* Exercise objective: In the cat tree thread below, what did Karren use for the circular part of the cat tree?

* Source document:
- - -
# DIY Cat Tree



## Karren

For a holiday project, the son and I built the cat a cat tree... They run into the hundreds at the pet store but for $20 worth of lumber and hardware and $15 for carpeting we ended up with this.... used a cardboard concrete foundation tube for the circular part... (still has the tape on it till the glue dries..

Without the carpet







The cat trying it out before the carpet






The cat trying it out before the carpet






With the carpet






Yeah!! He loves it!!


----------



## Jennyjean

That looks great Karen! It looks like its straight off the pet store shelves!!!


----------



## Karren

Thanks, Jenny!! It was fun and I got to get out my nail guns!! lol


----------



## eightthirty

WOW! I'm definitely going to give this a whirl!


----------



## StereoXGirl

You have such a cute cat, Karren! I don't know if I'd trust myself to make one of these, though. lol. But you did an excellent job!


----------



## Lucy

wow!! that looks great! my cat would soo love that lol


----------



## danaryan

That is very nice, my cats would love to have something like that as well.
- - -
* Region annotation data:
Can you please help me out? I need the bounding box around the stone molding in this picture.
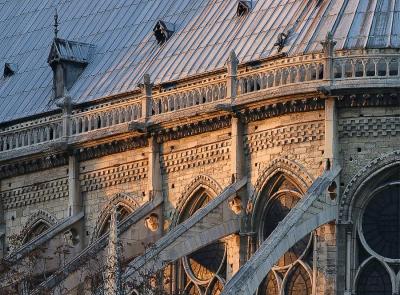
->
[161,140,231,173]
[21,209,58,239]
[246,120,325,153]
[170,174,222,230]
[338,117,400,137]
[90,193,140,243]
[80,159,148,192]
[338,150,400,224]
[247,158,314,214]
[0,177,68,210]
[337,89,400,108]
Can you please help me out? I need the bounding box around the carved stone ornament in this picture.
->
[64,228,79,247]
[144,213,160,232]
[229,196,243,215]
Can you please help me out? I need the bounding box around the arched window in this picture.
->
[361,185,400,259]
[98,204,132,237]
[355,182,400,295]
[21,209,57,244]
[285,265,312,295]
[90,193,139,243]
[179,188,226,295]
[357,260,392,295]
[22,219,51,244]
[258,173,313,295]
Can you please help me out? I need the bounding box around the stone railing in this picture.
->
[0,115,62,152]
[152,79,226,115]
[332,52,400,81]
[0,49,400,154]
[69,99,141,136]
[237,53,327,95]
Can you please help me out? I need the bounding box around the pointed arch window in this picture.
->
[22,219,51,244]
[357,260,392,295]
[179,188,226,295]
[258,173,314,295]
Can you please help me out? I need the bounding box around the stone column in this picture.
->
[147,136,163,204]
[324,97,339,169]
[344,226,353,295]
[227,115,249,277]
[0,190,6,259]
[139,74,153,119]
[321,32,336,80]
[68,154,83,216]
[226,50,239,101]
[224,234,241,281]
[231,116,245,182]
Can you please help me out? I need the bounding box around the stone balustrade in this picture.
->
[333,53,400,80]
[70,100,141,136]
[237,54,327,95]
[0,49,400,154]
[0,116,62,152]
[152,80,226,115]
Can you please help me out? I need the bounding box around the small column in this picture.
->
[225,50,239,101]
[147,136,163,199]
[58,94,72,141]
[324,97,339,169]
[139,74,153,119]
[0,198,6,259]
[104,207,123,295]
[227,114,249,277]
[344,227,353,295]
[68,155,83,216]
[321,32,336,80]
[231,115,245,182]
[224,234,240,281]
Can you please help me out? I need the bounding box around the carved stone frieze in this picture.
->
[152,115,231,143]
[338,117,400,137]
[246,121,325,153]
[0,178,68,209]
[338,90,400,107]
[161,140,231,173]
[80,160,148,192]
[238,97,325,122]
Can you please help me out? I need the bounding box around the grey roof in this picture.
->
[0,0,400,122]
[47,38,94,64]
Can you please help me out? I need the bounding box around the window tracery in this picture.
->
[259,173,314,295]
[179,188,227,295]
[354,182,400,295]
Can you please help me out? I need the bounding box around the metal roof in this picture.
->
[0,0,400,122]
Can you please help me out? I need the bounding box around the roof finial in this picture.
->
[54,8,58,38]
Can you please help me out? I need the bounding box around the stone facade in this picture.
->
[0,5,400,295]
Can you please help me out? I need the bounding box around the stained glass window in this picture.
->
[180,190,226,295]
[285,265,312,295]
[357,260,392,295]
[263,191,310,266]
[362,185,400,259]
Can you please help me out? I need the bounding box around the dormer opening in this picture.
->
[47,38,94,98]
[153,20,175,45]
[236,0,252,17]
[3,63,18,78]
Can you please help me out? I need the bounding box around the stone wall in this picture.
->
[0,166,68,245]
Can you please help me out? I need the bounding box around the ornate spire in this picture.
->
[104,206,123,295]
[54,8,58,38]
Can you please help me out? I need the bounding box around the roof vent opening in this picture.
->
[47,38,94,98]
[236,0,252,17]
[3,63,18,78]
[274,32,288,52]
[153,20,175,45]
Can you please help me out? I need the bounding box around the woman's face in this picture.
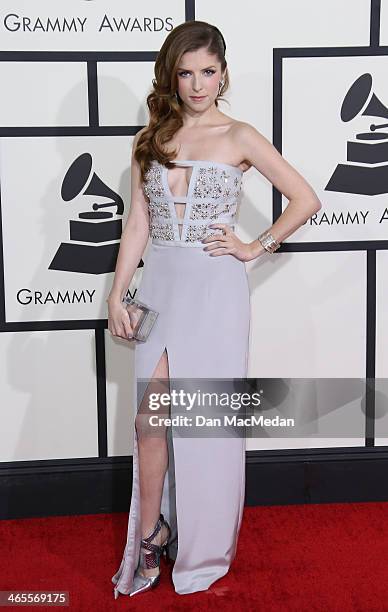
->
[177,48,222,112]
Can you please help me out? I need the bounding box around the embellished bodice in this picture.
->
[143,160,243,248]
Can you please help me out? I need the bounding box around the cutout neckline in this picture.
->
[165,159,244,174]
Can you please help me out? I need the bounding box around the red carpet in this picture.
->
[0,503,388,612]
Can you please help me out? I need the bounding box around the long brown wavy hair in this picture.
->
[134,21,229,181]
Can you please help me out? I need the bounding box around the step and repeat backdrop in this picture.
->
[0,0,388,465]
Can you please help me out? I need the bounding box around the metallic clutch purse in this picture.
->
[122,296,159,342]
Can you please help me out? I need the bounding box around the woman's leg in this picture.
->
[135,350,169,577]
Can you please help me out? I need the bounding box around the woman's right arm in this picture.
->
[107,128,149,338]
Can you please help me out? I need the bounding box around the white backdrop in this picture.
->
[0,0,388,462]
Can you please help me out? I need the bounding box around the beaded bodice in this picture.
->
[143,159,243,247]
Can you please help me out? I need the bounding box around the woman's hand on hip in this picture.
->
[202,223,265,261]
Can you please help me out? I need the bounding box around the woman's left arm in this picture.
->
[235,123,322,256]
[204,122,322,261]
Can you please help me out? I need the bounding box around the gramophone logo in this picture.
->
[325,73,388,195]
[49,153,124,274]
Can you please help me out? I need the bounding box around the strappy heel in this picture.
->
[129,514,171,596]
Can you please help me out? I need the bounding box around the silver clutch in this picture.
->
[122,296,159,342]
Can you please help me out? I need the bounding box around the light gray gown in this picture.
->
[112,160,250,598]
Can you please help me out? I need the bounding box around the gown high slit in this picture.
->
[112,160,250,598]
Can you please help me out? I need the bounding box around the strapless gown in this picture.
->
[112,160,250,598]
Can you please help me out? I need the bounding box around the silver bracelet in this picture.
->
[258,230,280,253]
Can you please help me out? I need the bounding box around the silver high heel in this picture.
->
[129,514,171,596]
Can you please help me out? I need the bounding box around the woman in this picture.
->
[108,21,321,597]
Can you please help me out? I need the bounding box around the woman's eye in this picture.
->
- - -
* Complete answer: A cardboard concrete foundation tube.